>> Begin Excerpt to read
Location
- 1525 Norman Drive College Park postal address, Georgia 30349 United States 33°36′33″N 84°26′22″W﻿ / ﻿33.60917°N 84.43944°W

Information
- School type: Public high school
- Established: 1937
- School district: Clayton County Public Schools
- Principal: James Scarborough
- Teaching staff: 61.00
- Grades: 9–12
- Enrollment: 1,174 (2023–2024)
- Student to teacher ratio: 19.25
- Colors: Blue and white
- Athletics conference: Georgia High School Association
- Nickname: Eagles
- Website: https://004.clayton.k12.ga.us/

= North Clayton High School =

Public high school located in Clayton County, Georgia, United States

North Clayton High School is a four-year public high school located in unincorporated Clayton County, Georgia, United States, with a College Park postal address. It is part of the Clayton County Public Schools. The school was created in 1937 as Flat Rock School, serving 44 students in grades 8–10 with eight teachers. Grades 11 and 12 were added the following year, and the school was given its current name.

The school's attendance boundary includes the portion of College Park in Clayton County.

North Clayton is one of two high schools in Clayton County that offer the International Baccalaureate Organization program to excelling students. North Clayton has been an IB World School since May 2006. Students receive the IB Diploma Programme after passing a series of vigorous examinations such as IB Math, IB History, and IB foreign languages.
>> End Excerpt to read
>> Begin Material supplied
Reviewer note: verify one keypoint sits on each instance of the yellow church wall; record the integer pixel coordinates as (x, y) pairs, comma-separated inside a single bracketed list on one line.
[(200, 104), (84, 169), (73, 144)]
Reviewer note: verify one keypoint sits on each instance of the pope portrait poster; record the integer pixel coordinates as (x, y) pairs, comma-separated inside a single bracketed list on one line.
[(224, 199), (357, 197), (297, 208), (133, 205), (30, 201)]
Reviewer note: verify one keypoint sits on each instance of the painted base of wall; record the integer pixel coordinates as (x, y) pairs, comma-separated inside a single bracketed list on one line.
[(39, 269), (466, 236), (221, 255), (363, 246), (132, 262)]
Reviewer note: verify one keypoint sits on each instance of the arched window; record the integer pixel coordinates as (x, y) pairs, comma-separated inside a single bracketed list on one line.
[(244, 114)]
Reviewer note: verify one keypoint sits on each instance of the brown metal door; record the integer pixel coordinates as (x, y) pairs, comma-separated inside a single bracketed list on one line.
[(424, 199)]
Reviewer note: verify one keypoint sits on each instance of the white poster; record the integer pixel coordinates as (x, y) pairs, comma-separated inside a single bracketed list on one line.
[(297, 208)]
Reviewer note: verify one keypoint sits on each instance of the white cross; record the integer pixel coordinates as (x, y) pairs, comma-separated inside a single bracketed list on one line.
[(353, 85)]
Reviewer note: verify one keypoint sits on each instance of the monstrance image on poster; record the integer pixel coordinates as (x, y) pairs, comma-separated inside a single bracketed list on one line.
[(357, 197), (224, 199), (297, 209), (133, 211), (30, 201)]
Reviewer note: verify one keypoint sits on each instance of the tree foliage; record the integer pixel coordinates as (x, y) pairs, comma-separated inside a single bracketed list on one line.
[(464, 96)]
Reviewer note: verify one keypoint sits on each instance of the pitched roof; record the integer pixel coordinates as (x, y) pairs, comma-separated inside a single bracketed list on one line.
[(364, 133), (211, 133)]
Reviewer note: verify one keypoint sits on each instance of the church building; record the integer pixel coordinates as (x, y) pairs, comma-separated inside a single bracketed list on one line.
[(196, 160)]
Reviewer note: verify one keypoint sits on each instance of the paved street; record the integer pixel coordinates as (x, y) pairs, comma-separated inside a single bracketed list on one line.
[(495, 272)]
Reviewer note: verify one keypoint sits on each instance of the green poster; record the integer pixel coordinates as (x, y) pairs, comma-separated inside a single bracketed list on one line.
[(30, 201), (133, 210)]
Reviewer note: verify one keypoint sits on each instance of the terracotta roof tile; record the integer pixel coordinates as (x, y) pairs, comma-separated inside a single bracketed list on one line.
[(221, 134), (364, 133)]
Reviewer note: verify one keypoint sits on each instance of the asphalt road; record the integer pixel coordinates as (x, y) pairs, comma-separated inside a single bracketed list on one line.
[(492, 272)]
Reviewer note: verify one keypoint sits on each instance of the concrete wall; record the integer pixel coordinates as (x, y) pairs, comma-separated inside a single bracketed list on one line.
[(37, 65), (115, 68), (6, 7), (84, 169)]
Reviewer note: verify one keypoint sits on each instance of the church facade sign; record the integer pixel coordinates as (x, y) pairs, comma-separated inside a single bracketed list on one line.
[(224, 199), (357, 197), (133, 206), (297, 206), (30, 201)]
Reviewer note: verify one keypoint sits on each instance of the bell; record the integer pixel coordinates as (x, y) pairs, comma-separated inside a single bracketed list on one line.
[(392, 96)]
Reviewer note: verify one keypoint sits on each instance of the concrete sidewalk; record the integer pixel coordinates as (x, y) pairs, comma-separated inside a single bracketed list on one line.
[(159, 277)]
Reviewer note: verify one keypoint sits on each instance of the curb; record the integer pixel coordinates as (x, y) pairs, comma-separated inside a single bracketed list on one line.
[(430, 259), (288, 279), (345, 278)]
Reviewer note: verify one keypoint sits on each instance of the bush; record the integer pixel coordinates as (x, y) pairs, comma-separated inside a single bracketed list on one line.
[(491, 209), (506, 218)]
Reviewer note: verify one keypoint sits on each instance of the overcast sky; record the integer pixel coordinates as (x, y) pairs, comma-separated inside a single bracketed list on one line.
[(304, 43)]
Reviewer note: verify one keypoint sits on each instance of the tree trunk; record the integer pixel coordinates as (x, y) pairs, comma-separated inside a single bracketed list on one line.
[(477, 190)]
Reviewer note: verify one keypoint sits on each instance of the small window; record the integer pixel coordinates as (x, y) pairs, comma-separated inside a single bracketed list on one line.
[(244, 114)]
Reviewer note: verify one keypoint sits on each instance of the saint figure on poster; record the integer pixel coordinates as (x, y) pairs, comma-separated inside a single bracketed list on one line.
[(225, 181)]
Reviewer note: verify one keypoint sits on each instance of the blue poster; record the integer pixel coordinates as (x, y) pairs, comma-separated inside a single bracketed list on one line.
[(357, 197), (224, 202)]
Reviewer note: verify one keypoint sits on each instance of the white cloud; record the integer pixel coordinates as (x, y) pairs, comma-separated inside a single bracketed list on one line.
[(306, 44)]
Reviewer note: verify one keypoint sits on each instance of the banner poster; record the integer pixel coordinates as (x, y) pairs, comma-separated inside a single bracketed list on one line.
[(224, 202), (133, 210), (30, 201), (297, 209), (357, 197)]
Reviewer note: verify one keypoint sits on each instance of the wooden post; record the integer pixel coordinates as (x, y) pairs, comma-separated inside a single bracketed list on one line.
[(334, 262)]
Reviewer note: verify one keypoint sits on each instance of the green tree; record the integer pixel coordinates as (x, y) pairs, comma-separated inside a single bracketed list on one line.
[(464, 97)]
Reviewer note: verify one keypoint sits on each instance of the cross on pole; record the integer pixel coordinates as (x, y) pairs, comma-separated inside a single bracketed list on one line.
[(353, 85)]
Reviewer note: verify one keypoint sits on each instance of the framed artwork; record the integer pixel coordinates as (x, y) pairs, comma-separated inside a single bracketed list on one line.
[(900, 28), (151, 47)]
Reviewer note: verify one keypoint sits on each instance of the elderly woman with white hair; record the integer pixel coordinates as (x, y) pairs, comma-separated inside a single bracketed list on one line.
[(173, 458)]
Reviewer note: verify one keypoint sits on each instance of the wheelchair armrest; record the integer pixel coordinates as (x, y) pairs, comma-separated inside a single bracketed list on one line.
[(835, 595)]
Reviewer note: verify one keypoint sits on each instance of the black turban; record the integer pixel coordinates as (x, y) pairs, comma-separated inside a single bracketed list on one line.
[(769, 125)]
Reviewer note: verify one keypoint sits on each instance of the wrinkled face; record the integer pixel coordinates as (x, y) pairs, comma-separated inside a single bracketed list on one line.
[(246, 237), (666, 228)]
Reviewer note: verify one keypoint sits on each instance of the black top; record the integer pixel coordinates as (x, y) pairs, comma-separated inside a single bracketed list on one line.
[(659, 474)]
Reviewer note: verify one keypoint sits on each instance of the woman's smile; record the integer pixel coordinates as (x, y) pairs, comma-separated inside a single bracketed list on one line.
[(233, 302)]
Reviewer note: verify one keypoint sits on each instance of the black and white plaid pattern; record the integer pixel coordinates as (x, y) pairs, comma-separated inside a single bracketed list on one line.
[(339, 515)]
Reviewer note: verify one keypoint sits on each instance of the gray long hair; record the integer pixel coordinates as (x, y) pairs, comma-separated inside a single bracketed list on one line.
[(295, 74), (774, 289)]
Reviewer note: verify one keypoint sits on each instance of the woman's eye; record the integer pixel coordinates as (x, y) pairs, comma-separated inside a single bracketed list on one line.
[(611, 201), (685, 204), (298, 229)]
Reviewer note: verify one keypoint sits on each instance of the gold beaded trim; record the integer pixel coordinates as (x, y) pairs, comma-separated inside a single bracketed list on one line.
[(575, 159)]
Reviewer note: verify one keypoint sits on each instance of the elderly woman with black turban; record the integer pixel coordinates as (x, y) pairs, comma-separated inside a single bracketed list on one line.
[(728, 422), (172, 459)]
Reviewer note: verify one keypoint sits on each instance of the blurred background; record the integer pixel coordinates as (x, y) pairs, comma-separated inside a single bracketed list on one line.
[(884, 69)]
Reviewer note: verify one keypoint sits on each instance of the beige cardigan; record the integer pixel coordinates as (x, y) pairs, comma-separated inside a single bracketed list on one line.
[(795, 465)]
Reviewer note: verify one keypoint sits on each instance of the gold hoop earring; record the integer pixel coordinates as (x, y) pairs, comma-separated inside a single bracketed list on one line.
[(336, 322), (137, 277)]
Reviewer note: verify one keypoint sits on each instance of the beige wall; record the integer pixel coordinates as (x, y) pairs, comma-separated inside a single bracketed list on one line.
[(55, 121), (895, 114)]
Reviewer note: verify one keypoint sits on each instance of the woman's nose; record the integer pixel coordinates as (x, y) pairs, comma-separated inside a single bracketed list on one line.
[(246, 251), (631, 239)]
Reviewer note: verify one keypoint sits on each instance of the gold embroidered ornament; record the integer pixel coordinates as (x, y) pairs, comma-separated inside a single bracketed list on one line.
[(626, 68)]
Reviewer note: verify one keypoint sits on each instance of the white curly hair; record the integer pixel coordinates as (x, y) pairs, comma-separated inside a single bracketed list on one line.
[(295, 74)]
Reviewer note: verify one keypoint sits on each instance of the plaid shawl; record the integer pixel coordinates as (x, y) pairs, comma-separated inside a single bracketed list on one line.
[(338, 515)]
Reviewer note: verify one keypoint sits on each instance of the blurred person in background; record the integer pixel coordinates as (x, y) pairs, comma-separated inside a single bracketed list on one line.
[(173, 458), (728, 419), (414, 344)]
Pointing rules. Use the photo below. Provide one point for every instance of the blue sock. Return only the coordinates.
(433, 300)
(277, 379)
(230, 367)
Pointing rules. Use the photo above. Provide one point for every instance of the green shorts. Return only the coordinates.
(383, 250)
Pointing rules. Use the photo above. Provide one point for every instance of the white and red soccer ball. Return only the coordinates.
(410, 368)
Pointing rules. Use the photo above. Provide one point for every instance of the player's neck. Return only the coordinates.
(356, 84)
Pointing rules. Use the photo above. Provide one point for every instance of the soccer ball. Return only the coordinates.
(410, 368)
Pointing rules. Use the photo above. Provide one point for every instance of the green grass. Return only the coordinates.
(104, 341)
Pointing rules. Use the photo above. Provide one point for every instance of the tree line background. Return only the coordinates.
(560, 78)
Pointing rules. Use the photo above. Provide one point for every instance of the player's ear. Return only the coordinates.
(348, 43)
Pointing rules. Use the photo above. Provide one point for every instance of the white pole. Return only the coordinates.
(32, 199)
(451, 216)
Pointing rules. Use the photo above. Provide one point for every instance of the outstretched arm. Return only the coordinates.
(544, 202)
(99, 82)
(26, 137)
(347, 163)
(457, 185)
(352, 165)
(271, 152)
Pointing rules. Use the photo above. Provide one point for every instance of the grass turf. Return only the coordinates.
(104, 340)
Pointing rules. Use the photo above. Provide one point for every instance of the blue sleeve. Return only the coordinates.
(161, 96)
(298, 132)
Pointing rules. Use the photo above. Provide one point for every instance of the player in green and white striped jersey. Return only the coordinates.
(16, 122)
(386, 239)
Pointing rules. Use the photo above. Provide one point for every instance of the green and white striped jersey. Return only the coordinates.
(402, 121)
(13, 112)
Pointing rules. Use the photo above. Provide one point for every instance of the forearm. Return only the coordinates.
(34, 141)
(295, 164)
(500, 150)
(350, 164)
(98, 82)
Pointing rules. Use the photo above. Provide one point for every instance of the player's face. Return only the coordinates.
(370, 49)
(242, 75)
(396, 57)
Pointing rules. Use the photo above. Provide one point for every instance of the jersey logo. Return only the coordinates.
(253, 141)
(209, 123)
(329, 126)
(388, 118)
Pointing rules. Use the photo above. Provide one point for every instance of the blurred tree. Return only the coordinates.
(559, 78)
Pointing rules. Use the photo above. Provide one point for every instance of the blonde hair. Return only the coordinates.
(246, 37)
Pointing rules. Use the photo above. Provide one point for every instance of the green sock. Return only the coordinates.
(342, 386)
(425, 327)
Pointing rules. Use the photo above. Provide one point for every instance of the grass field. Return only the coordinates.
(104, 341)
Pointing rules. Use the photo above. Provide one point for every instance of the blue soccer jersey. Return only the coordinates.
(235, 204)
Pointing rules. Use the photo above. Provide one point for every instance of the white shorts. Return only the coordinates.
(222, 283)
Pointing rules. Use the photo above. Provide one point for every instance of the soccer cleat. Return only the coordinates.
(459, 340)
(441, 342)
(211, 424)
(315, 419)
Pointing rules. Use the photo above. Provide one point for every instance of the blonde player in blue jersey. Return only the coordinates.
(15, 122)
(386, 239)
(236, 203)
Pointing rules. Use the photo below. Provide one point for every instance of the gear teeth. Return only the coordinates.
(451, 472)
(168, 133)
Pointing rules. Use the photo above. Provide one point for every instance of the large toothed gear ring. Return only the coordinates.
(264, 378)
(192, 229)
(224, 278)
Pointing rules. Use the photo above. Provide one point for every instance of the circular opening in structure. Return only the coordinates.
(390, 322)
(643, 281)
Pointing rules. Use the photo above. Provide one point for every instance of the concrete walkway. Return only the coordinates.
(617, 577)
>> End Material supplied
▶ [What the exercise asks]:
Extend the article on North Clayton High School, picking up right after its last sentence. The records were taken from a separate source.

▶ [Answer for this exercise]:
In September 2025, Clayton County Public Schools approved $229 million for a brand new state-of-the-art campus.

==Testing, graduates and accreditation==
North Clayton High School's Georgia High School Graduation Test scores have greatly improved over the past few years, particularly in Math and Social Studies. North Clayton's SAT scores have also improved over the last several years. North Clayton's STAR students (one senior student who receives the highest SAT score in all of his/her graduating class selected separately each year) over the previous few years have made some of the highest scores among the other STAR students in the county. North Clayton High has also made AYP (Adequate Yearly Progress).

Graduates of North Clayton have gone on to many notable higher education systems, such as U.S. Air Force Academy, Auburn University, Liberty University, Northeastern University, West Georgia University, Northeastern University, University of North Georgia, Georgia Southern University, Emory University, Georgia College and State University, Georgia Tech (Georgia Institute of Technology), the University of Georgia, Clayton State University, Duke University, Hampton University, Howard University, and North Carolina A & T State University, Florida A&M University, Morehouse College, Spelman College, Tuskegee University, New York University, and the University of Tennessee.

On August 28, 2008, the Southern Association of Colleges and Schools removed its accreditation of the Clayton County Public Schools, citing the district's failure to meet nine mandates it had set that had to be satisfied before September. The SACS cited continuing issues with micromanaging, abuse of power and conflict of interest, among other ethics violations. The loss of accreditation was the first by an American school district since 1969. Students at North Clayton High School and at the other district schools may face difficulties in getting accepted to college and possible loss of eligibility in scholarship programs.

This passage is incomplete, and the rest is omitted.